Wir waren die ersten Delegationen der Überwachungskommission – nicht einmal die Polen und Tschechen – welche diese Fabrik besuchen durften. In dem 50 Km von Pyongyang entfernten Unternehmen werden Turbinen, Generatoren, Bohranlagen und Spritzgussteile hergestellt. Die Fabrik wurde in den Jahren 1976–79 erstellt und ist seit einem Jahr in Betrieb. Zurzeit sind 5000 Personen beschäftigt – bei voller Kapazität, d. h. Endausbau, 8000 Arbeiter. Dieses Jahr wurden 3 Turbinen zu 15 000 Kw und eine zu 50 000 Kw hergestellt. Nächstes Jahr soll eine zu 100 000 Kw folgen. Der Grossteil der Maschinen – voll elektronisch gesteuert – kommt aus der DDR (Matra), dann auch Maschinen von Siemens, zahlreiche Berthiez und Graffenstaden. Aber auch 5 MAAG-Zahnradschleif-Automaten markierten die schweizerische Präsenz. Wie allen Institutionen in der DPRK besuchte Kim Il Sung auch diese Fabrik im Planungsstadium und erteilte alle guten Ratschläge. Das Unternehmen ist autonom. Es hat ca. 30 Wohnblöcke, wovon ca. 15 in Konstruktion sind. Auch verfügt der Betrieb über eine eigene Landwirtschaft, wo die Landesprodukte für die Arbeiterschaft angebaut werden. Wohnung, Nahrungsmittel und Kleider sind für die Arbeiter kostenlos. Als Durchschnittslohn pro Monat wurde mir 90 Won (SFr. 90.–) genannt, wobei es aber Nuancen je nach der Qualifikation des Arbeiters gebe. An geschultem Nachwuchs fehle es nicht, da der Betrieb eine eigene Lehrwerkstätte habe und das Kader vom Polytechnikum in Pyongyang (Ingenieursschule), wo 10 000 Studenten studieren, zur Verfügung gestellt erhalte.
Mein Kollege, Admiral Gote Blom, mit dem ich mich gut verstehe, nahm mich zu einem Besuch auf die schwedische Botschaft mit. In Vertretung des in den Ferien weilenden Geschäftsträgers, empfing uns Botschaftssekretär Bringéus. Die Schweden sind, wie alle übrigen Vertretungen, in zwei von der Regierung zur Verfügung gestellten Häusern im Diplomatenviertel einquartiert. Die Miete soll «reasonable» sein. Die Botschaft hat einen Bestand zu 4 Personen. (Geschäftsträger, Botschaftssekretär, Kanzlist und Sekretärin). Der Kontakt mit Stockholm wird durch eine Radiostation aufrechterhalten. Die täglichen Verbindungen seien gut. Kopfweh bereiten den Schweden die koreanischen Schulden, die sich auf 700 Mio Kronen belaufen. Die 1200 Volvos seien jedoch bezahlt, da es sich um einen «Cash-Deal» gehandelt habe. Auch bei andern Ländern, auch Oststaaten, werde die gleiche Litanei betr. den koreanischen Schulden dargeboten. In Pyongyang sind zur Zeit 23 diplomatische Vertretungen etabliert. Dazu kommen noch Kampuchea und eine Delegation der PLO.

Aufgabenstellung:
A. Gib für jede der Aussagen (i) bis (iii) an, ob sie mit dem Textauszug über Nordkorea übereinstimmt, und belege dies mit dem entscheidenden Wortlaut. (i) Die Fabrik liegt 50 km von Pyongyang entfernt. (ii) Die Fabrik ist seit drei Jahren in Betrieb. (iii) Die 1200 Volvos sind noch nicht bezahlt.
B. Beantworte anhand des Textauszugs über Nordkorea die folgenden Fragen.
(i) Wie viele Personen sind zurzeit in der Fabrik beschäftigt?
(ii) Aus wie vielen Personen besteht die schwedische Botschaft?
(iii) Wie viele diplomatische Vertretungen sind zurzeit in Pyongyang etabliert?
C. Schreibe den Textauszug über Nordkorea im Anschluss an seinen letzten Satz weiter.

Angezeigte Informationen:
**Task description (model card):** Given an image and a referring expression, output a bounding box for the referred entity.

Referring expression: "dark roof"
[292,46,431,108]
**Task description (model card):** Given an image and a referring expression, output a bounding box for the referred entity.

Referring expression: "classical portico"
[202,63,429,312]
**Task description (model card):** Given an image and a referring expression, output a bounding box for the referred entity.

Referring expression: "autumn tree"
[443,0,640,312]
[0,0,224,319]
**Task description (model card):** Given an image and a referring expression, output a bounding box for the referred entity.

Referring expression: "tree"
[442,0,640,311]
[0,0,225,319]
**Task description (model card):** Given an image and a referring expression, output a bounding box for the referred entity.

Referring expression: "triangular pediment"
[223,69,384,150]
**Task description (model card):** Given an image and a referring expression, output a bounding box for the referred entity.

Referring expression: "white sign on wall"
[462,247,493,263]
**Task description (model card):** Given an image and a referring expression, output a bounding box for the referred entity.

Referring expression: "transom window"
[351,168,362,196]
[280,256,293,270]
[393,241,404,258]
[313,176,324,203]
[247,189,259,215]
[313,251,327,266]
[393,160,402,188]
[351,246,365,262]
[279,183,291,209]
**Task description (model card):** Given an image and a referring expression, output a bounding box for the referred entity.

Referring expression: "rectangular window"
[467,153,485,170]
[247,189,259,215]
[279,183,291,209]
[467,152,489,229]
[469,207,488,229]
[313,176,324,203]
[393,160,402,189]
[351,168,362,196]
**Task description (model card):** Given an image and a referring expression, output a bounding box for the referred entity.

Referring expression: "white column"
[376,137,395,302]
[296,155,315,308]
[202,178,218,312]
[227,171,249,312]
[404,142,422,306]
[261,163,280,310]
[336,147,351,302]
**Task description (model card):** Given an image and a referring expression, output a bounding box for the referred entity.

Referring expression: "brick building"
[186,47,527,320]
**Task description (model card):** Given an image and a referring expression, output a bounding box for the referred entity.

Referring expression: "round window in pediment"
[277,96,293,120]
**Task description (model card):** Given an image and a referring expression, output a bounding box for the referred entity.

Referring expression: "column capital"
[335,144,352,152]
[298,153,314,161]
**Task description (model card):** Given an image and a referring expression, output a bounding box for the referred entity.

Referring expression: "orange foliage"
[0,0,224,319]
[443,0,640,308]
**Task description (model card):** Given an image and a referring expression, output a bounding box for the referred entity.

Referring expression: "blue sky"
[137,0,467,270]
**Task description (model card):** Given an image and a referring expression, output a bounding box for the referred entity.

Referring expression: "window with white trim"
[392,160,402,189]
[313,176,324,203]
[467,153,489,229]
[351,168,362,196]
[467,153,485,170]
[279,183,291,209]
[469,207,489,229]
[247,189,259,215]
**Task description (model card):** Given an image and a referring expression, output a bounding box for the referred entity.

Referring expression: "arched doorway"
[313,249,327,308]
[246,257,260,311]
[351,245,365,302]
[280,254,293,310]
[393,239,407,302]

Lösungen:
A.
(i) Ja: „In dem 50 Km von Pyongyang entfernten Unternehmen“
(ii) Nein: „ist seit einem Jahr in Betrieb“
(iii) Nein: „Die 1200 Volvos seien jedoch bezahlt“

B.
(i) 5000 Personen
(ii) 4 Personen (Geschäftsträger, Botschaftssekretär, Kanzlist und Sekretärin)
(iii) 23 diplomatische Vertretungen

C.
Ich war gefasst, dass man mir, nach der Akkreditierung von Botschafter Jagmetti in Seoul, im Norden die Frage nach der Eröffnung einer Botschaft in Pyongyang stellen würde. Dies war aber zum Glück nicht der Fall. Schweizer habe ich in Pyongyang nicht angetroffen – im allgemeinen machen sie sich sofort bemerkbar, wenn sie mich in Uniform und den Switzerland-Streifen am Arm sehen. Immer wieder wurde der Wille zur Wiedervereinigung mit dem Süden zum Ausdruck gebracht. Das Hindernis bilde leider die amerikanische Präsenz und die jetzige Regierung, mit der man nicht verhandeln könne, da sie ja jegliche Meinungsfreiheit unterdrücke. Präsident Kim Il Sung habe jedoch einen neuen Vorschlag zur Wiedervereinigung gemacht für eine Föderative koreanische Republik, in der beide Staaten die Unabhängigkeit und das System behalten könnten. Der Wille zur Wiedervereinigung scheint echt zu sein. Alles soll aus der DPRK-Optik geschehen, womit der Süden kaum einverstanden sein wird. In der Revolutionsoper, die wir uns ansahen, wurde neben dem japanischen Militarismus auch die USA mit einem Song mit dem Refrain «Smash the Bourgeoisie – destroy the Citadel of Capitalism» angeprangert. Die Furcht vor Japan ist immer noch gross und wird stetig wieder neu entfacht. Ein hoher Offizier meinte, dass die Japaner in Südkorea so starken wirtschaftlichen Einfluss nähmen, dass sie bereits 1985 wieder unter dem Vorwand des Schutzes dieser Interessen mit der Armee den Süden besetzen könnten! Als man uns den Ferienkomplex in Nampo (20 Wohnblöcke und 2 Hotels) zeigte, meinte der koreanische Begleiter, wenn, wie es der Süden kolportiere, sein Land den Krieg vorbereite, man wohl kaum solche Siedlungen bauen würde, da jedermann wisse – gewinne wer wolle – all dies zerstört würde. Von der Schweiz, überhaupt vom Ausland, wissen die Nordkoreaner wenig. Ich hatte aber den Eindruck, dass unser Land in der DPRK nicht in einem Zwielicht steht.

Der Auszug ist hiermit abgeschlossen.